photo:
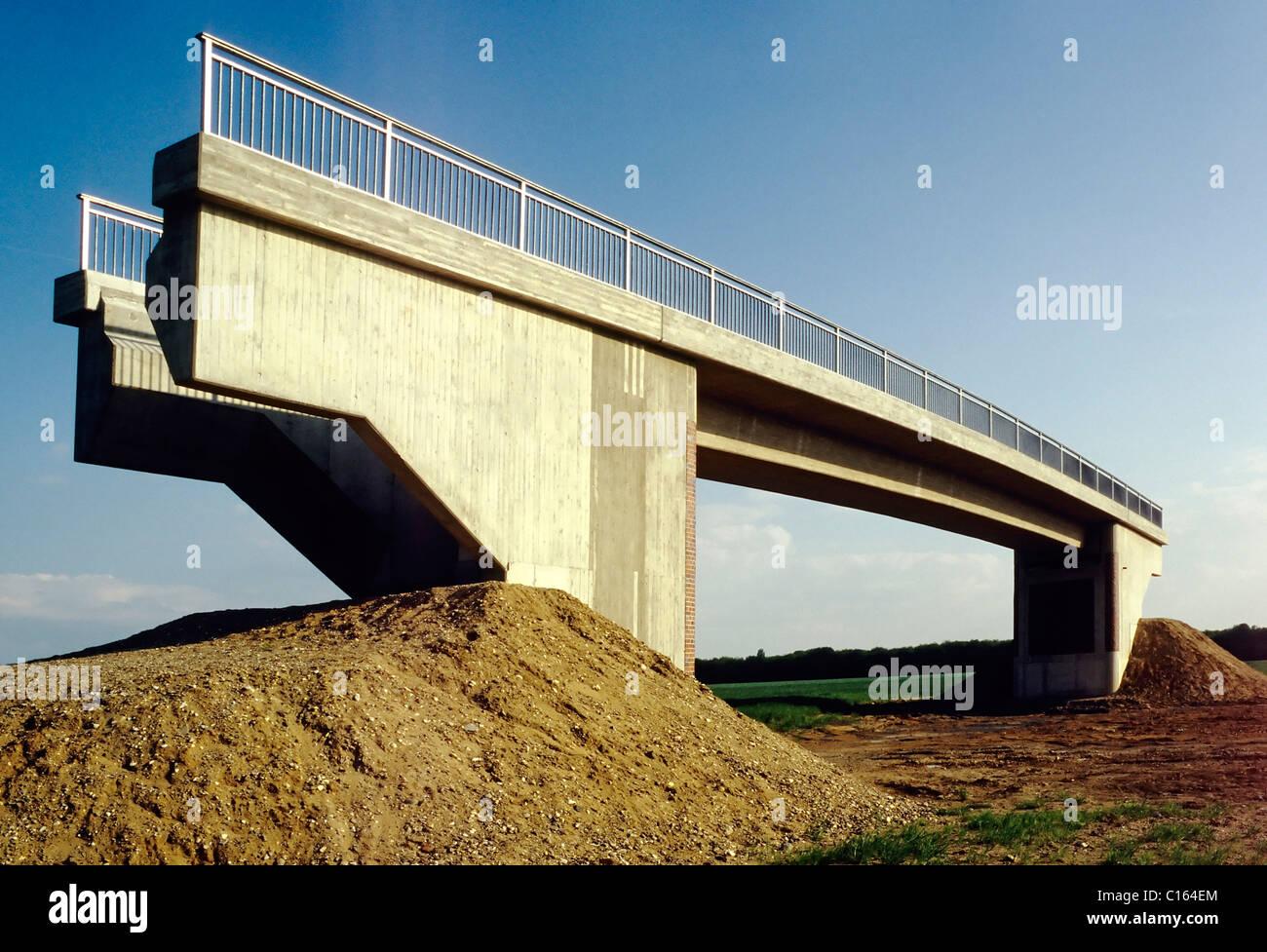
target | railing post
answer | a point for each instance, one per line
(629, 256)
(207, 84)
(85, 218)
(523, 215)
(387, 160)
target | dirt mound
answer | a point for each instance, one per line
(482, 723)
(1172, 663)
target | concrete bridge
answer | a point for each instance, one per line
(422, 368)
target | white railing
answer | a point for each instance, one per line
(115, 240)
(267, 108)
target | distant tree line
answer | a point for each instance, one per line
(988, 659)
(991, 660)
(1246, 642)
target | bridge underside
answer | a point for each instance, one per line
(484, 394)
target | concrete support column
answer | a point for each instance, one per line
(1076, 612)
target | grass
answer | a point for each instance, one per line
(789, 705)
(787, 716)
(1169, 833)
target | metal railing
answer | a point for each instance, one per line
(279, 113)
(115, 240)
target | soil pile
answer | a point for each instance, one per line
(1174, 664)
(480, 723)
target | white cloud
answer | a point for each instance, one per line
(97, 597)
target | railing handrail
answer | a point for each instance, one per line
(117, 207)
(391, 130)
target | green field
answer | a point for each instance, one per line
(790, 705)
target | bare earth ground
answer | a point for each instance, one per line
(492, 702)
(1140, 745)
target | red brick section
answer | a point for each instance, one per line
(691, 550)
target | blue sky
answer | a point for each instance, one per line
(797, 174)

+ + +

* Directions: Output the lines from the start of the items through the line containing "(1076, 612)", inclusive, as a JSON list of strings with one string per line. Skip blank lines and leave the pictures out.

* Output:
[
  "photo:",
  "target | railing post",
  "answer | a point for each instance, one per line",
  "(629, 256)",
  "(207, 84)",
  "(85, 218)",
  "(523, 215)",
  "(387, 160)",
  "target | dirt mound",
  "answer | a point for each instance, one per line",
  "(482, 723)",
  "(1172, 663)",
  "target | concrete bridge",
  "answer | a point for each instance, one per line",
  "(422, 368)",
  "target | white railing",
  "answer | a point for each instance, one per line",
  "(115, 240)",
  "(267, 108)",
  "target | distant tree line",
  "answer | a point for each instance, one per line",
  "(988, 659)",
  "(991, 660)",
  "(1246, 642)",
  "target | bridge underside",
  "answer | a point for each instance, one per line",
  "(484, 394)",
  "target | concrete support column",
  "answer | a point for each instance, one per line",
  "(1076, 612)"
]